- _MATERIAL FOR THE TASK_:
>> Begin

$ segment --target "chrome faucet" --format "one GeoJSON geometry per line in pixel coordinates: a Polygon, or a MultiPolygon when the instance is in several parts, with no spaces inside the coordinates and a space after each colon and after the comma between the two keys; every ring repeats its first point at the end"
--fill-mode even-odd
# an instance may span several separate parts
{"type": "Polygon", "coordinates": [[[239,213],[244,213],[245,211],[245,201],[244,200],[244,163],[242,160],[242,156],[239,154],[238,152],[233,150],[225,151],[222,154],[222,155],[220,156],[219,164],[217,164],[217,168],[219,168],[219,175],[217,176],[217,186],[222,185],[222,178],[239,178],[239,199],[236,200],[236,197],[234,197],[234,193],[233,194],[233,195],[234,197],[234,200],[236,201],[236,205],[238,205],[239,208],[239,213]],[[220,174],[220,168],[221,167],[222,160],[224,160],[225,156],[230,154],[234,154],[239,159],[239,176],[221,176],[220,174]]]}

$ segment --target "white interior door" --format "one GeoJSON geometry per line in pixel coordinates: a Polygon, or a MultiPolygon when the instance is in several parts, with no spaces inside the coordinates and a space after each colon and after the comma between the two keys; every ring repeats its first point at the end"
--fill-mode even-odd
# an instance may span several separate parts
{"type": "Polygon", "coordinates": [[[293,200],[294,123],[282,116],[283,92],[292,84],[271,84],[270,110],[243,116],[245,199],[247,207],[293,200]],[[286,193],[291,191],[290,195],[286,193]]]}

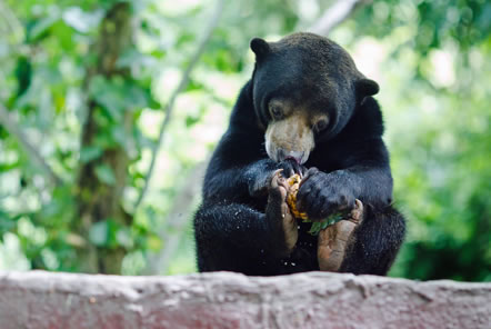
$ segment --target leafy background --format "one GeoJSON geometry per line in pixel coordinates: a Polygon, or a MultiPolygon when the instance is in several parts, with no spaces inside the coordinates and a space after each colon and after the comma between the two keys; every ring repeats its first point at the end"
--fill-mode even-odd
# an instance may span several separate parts
{"type": "MultiPolygon", "coordinates": [[[[339,2],[0,0],[0,269],[196,271],[190,219],[249,40],[339,2]]],[[[409,225],[391,275],[491,280],[491,3],[347,2],[329,37],[381,86],[409,225]]]]}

>> End

Change every "even-odd" in the data above to "nonzero" and write the data out again with nothing else altered. Leave the pictures out of your answer.

- _ANSWER TO THE PROBLEM_:
$ segment --target "chrome faucet" --format "one GeoJSON geometry per line in pixel coordinates: a Polygon, or a MultiPolygon when the instance is in several parts, with no spaces inside the coordinates and a space after each colon and after the comma between the two keys; every ring repeats its first point at the end"
--fill-mode nonzero
# an instance may span several separate parts
{"type": "Polygon", "coordinates": [[[239,213],[244,213],[245,211],[245,201],[244,200],[244,163],[242,160],[242,156],[239,154],[238,152],[233,150],[225,151],[222,154],[222,155],[220,156],[219,164],[217,164],[217,168],[219,168],[219,175],[217,176],[217,186],[222,185],[222,178],[239,178],[239,199],[236,200],[236,197],[234,197],[234,193],[233,194],[233,195],[234,197],[234,200],[236,201],[236,205],[238,205],[239,208],[239,213]],[[220,174],[220,168],[221,167],[222,160],[224,160],[225,156],[230,154],[234,154],[239,159],[239,176],[221,176],[220,174]]]}

$ segment --target "white interior door" --format "one GeoJSON geometry per line in pixel coordinates: a Polygon, or a MultiPolygon when the instance is in several parts, with no spaces inside the coordinates and a space after each colon and after the comma between the two keys; every ring repeats its first point at the end"
--fill-mode nonzero
# an instance may span several separate parts
{"type": "Polygon", "coordinates": [[[293,200],[294,123],[282,116],[283,92],[292,84],[271,84],[270,110],[243,116],[245,199],[247,207],[293,200]],[[286,193],[291,191],[290,195],[286,193]]]}

$ segment --target leafy background --format "one GeoJSON geometry per line in pixel coordinates: a Polygon, or a MultiPolygon when the instance is in several parts, with no spaces inside the coordinates and a space after each colon and after the comma between the two keys; every ring repeats its first point at the end"
--fill-mode nonzero
# an instance may span several separate parts
{"type": "MultiPolygon", "coordinates": [[[[339,2],[0,0],[0,269],[196,271],[190,219],[249,40],[339,2]]],[[[409,225],[391,275],[491,280],[491,3],[347,2],[329,37],[381,86],[409,225]]]]}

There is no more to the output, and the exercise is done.